◆ Work instruction ◆
Each line from the one containing "Place one keypoint on each instance of the background" through the end of the entries below should be transcribed exactly, and no other line.
*** Opening of Information supplied ***
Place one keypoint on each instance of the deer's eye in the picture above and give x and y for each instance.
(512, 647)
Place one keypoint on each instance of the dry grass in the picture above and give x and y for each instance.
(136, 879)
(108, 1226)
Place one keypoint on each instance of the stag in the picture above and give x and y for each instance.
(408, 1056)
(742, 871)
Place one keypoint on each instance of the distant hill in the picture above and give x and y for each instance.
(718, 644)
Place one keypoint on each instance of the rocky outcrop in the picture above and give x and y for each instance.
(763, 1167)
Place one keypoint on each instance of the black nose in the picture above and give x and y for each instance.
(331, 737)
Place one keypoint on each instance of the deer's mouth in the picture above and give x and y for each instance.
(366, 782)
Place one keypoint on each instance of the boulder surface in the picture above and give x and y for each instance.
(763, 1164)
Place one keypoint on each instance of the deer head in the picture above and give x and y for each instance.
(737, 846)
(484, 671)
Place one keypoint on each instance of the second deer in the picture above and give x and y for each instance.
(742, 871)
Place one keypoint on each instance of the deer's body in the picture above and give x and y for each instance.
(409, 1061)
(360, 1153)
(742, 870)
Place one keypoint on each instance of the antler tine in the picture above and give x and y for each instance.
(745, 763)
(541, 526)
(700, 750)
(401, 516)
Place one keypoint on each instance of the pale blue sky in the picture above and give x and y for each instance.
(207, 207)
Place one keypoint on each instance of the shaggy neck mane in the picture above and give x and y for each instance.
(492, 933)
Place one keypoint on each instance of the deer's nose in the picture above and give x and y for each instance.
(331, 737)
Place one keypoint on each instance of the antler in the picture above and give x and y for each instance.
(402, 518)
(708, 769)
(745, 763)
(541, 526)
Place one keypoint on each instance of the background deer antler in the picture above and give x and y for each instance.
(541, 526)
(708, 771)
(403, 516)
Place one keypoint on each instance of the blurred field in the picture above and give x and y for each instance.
*** Close of Information supplied ***
◆ Solution for this problem ◆
Place one keypoint on each instance of the background deer antler in the picture above and give x and y for each instance.
(541, 526)
(708, 771)
(403, 516)
Place one keypoint on each instance of the blurred field in the picture above and give x and y for each instance.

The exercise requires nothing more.